## DO THIS
Show every line of the material below that contains the word "reflection".

## SOURCE DATA
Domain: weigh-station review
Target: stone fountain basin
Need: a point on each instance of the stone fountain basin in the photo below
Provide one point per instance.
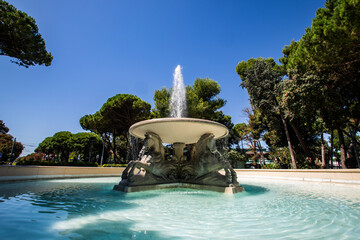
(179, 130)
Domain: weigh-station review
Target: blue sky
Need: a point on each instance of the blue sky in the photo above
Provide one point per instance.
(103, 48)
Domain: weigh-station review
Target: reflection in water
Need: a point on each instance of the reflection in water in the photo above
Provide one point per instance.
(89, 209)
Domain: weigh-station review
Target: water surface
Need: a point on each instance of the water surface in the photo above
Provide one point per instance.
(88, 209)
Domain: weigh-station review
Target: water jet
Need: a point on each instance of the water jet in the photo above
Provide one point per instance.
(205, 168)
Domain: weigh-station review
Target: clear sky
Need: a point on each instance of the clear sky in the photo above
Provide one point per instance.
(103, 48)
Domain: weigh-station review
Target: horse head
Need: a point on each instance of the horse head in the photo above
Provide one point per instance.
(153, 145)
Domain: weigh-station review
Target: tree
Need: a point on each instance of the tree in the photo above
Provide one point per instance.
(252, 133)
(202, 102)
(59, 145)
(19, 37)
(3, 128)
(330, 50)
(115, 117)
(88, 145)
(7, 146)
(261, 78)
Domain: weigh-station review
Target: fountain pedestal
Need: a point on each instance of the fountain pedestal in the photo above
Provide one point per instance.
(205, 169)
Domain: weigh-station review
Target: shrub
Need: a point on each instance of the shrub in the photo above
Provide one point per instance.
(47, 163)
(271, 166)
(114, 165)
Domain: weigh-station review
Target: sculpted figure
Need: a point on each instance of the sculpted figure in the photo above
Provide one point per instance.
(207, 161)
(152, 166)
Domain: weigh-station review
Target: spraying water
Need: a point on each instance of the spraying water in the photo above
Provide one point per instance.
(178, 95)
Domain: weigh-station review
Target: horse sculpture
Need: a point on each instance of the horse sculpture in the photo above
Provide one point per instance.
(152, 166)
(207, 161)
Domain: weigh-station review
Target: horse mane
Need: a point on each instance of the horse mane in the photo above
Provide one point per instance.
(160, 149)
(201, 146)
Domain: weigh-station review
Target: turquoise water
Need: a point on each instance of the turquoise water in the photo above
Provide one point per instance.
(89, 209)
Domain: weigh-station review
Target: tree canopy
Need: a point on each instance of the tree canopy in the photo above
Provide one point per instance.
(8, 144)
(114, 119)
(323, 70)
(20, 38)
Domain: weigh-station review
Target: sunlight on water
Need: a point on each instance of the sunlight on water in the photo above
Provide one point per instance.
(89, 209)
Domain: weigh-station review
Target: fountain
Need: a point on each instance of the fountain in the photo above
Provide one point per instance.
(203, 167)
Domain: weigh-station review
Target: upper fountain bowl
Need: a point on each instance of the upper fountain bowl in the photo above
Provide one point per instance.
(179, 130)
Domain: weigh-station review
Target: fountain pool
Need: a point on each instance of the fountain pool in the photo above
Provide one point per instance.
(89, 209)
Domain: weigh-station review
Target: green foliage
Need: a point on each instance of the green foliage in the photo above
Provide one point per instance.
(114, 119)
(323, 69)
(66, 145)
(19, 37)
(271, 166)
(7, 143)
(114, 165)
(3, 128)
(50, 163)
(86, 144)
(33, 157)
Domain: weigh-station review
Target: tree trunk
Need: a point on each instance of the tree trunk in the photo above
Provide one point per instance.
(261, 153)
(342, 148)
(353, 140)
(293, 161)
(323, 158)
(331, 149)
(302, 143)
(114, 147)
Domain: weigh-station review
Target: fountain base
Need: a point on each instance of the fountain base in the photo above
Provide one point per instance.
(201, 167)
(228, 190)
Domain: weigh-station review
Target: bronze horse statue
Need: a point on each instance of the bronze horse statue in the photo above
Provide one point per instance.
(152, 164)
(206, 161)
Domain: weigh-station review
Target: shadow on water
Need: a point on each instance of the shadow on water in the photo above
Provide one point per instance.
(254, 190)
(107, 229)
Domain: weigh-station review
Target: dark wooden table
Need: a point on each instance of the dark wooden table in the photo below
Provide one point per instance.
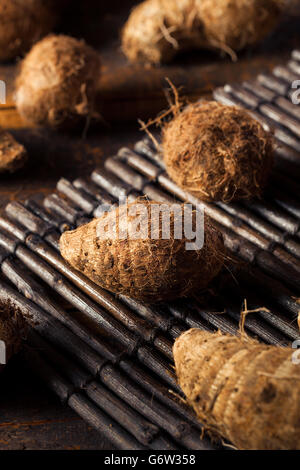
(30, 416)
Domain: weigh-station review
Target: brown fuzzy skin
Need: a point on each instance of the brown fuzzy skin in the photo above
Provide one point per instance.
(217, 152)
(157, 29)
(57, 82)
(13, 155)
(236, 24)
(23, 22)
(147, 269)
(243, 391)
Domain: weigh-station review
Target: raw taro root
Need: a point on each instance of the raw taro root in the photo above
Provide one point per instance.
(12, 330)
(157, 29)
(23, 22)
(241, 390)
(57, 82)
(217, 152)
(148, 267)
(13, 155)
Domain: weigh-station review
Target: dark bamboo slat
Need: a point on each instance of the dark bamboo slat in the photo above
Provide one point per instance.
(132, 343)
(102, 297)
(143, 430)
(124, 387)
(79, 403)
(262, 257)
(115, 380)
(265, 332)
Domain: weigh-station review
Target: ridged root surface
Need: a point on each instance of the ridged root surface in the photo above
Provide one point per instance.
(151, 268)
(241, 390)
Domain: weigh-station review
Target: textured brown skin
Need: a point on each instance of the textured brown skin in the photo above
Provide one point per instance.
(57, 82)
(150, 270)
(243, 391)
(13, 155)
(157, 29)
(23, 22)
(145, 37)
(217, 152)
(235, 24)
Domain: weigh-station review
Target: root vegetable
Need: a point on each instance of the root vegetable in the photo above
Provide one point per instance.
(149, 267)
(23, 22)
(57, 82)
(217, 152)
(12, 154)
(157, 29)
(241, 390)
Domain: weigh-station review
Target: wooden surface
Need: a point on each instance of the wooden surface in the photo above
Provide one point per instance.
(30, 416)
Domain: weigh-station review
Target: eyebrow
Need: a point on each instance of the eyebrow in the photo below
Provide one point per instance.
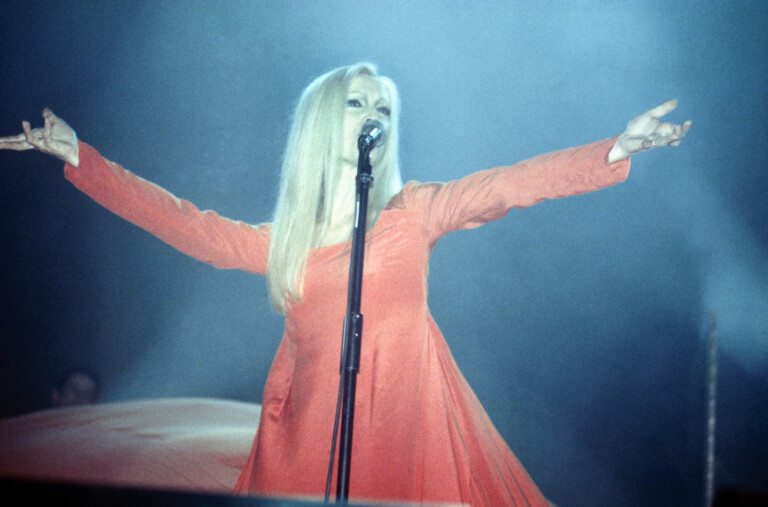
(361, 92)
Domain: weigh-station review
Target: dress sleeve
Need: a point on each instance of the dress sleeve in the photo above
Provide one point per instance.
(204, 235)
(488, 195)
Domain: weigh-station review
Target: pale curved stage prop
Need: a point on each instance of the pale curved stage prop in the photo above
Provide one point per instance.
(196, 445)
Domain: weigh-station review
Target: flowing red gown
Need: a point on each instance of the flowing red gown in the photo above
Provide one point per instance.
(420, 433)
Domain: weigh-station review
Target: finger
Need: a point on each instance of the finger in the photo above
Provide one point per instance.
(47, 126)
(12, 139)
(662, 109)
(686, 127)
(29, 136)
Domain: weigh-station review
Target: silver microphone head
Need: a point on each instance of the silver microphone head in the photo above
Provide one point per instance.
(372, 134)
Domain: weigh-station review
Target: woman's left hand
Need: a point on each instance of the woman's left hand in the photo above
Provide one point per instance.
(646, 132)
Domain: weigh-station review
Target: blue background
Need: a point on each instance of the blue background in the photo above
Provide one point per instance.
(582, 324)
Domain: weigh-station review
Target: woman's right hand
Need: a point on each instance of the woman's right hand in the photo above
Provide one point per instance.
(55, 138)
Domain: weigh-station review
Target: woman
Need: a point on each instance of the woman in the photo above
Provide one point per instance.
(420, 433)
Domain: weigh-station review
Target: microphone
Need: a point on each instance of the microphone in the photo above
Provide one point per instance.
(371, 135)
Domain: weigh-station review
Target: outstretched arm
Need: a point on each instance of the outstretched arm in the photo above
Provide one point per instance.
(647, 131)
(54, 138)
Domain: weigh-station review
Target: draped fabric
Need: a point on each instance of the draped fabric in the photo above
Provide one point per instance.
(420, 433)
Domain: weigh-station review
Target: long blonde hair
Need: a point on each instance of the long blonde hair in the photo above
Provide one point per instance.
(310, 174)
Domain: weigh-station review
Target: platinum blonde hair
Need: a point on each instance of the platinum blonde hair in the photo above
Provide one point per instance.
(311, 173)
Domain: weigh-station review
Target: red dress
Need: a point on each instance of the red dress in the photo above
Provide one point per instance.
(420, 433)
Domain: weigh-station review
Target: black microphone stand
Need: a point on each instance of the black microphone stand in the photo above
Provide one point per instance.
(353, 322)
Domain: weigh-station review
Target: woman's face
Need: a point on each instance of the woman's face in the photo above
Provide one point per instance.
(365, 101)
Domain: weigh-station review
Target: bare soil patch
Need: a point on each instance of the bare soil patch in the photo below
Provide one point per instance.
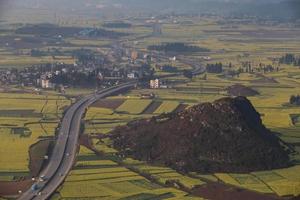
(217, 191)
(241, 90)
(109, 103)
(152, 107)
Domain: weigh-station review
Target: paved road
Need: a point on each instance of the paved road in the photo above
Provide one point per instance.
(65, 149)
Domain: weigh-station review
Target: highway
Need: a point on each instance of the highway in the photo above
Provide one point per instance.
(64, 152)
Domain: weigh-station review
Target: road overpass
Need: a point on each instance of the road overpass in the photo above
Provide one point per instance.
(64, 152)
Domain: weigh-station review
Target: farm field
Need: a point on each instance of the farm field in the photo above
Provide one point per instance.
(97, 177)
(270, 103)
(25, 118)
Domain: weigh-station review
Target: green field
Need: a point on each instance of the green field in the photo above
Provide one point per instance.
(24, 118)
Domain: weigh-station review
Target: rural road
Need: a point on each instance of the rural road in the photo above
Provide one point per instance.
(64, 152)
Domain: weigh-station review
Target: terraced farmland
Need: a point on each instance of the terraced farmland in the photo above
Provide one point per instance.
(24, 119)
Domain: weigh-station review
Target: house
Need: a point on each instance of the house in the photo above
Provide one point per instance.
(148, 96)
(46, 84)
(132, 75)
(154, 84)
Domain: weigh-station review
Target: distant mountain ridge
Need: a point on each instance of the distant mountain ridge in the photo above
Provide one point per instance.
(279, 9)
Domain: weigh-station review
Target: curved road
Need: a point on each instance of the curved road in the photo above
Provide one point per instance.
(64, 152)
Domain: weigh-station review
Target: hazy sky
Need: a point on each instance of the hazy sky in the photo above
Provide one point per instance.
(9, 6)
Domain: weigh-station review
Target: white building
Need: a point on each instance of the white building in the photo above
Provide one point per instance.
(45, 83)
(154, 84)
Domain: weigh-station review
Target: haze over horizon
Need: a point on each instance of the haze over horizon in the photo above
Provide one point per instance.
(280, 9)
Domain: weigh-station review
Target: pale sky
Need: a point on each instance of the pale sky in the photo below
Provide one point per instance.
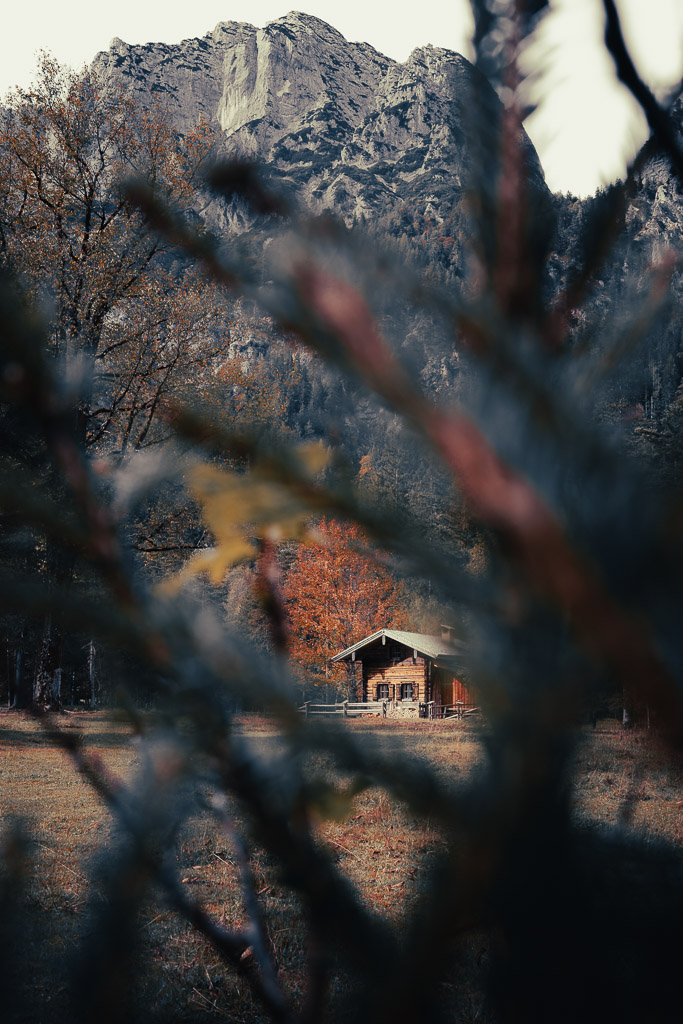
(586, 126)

## RESPONSE BELOW
Target: reflection in water
Need: a point on each instance of the reflection in water in the photo above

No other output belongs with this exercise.